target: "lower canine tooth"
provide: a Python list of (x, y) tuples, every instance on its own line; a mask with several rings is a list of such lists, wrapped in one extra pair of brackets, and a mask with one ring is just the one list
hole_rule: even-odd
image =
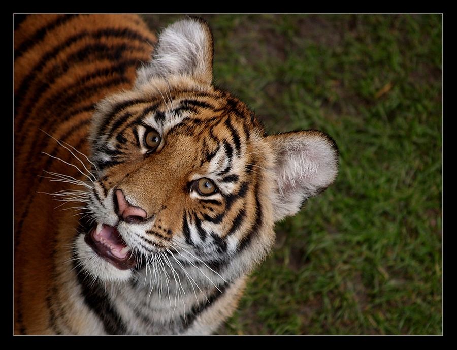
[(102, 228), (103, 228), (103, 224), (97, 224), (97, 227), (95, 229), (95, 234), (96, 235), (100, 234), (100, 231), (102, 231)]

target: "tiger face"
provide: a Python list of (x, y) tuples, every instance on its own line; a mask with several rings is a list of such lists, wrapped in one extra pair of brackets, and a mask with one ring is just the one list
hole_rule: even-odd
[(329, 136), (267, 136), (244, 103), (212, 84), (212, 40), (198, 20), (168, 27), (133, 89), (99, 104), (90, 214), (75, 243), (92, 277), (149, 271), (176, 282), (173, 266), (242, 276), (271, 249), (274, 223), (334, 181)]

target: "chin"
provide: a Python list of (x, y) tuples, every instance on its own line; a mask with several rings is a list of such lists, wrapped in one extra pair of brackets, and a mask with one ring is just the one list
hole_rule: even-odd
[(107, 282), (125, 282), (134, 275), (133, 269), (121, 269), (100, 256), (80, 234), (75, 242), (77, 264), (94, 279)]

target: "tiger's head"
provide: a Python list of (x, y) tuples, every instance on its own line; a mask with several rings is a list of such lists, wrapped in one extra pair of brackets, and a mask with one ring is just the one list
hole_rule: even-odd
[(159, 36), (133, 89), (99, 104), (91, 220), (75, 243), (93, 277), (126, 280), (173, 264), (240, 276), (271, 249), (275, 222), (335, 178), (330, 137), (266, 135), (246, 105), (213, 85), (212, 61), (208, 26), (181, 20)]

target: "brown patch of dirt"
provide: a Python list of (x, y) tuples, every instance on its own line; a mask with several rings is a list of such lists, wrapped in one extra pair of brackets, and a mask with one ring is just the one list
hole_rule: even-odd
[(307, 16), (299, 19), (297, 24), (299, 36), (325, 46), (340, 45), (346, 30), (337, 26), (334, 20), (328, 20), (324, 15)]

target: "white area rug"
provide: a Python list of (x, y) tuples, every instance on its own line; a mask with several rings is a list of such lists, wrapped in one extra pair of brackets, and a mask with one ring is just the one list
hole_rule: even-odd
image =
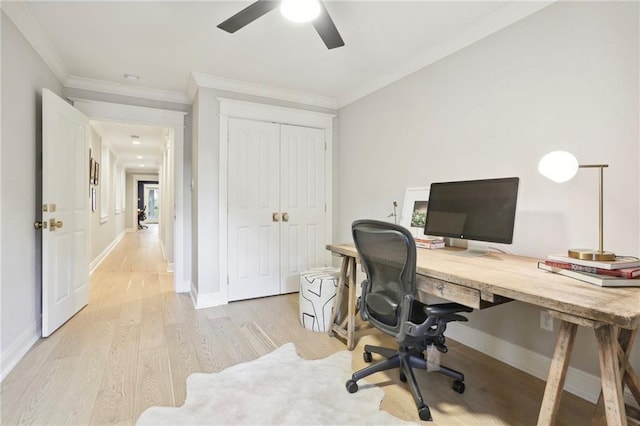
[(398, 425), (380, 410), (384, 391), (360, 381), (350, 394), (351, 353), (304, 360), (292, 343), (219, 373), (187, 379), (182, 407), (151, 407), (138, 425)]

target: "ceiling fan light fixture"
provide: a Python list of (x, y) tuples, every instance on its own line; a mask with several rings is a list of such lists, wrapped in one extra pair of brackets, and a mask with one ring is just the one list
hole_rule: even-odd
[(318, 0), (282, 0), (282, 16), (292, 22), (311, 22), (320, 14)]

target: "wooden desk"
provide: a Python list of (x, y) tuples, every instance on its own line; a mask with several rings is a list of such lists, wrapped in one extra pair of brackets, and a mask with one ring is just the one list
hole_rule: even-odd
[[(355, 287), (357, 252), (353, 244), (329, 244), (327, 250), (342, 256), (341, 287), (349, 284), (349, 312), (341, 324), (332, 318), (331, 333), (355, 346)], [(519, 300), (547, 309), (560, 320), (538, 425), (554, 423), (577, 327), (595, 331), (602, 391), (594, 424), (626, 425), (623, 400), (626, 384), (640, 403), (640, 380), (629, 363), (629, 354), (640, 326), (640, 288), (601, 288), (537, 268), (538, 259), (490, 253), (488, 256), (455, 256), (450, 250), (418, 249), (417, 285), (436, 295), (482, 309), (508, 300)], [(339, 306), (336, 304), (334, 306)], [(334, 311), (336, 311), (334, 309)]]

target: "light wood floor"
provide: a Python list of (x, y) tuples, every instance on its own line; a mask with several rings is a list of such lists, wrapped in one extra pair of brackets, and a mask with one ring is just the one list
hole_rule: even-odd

■ ■ ■ ■ ■

• [What you will do]: Which lines of the material contain the string "target"? Extract each of them in full.

• [Full output]:
target: "lower canine tooth"
target: "tiger face"
target: "chin"
target: "tiger's head"
target: "brown patch of dirt"
target: "white area rug"
target: "ceiling fan light fixture"
target: "wooden desk"
target: "light wood floor"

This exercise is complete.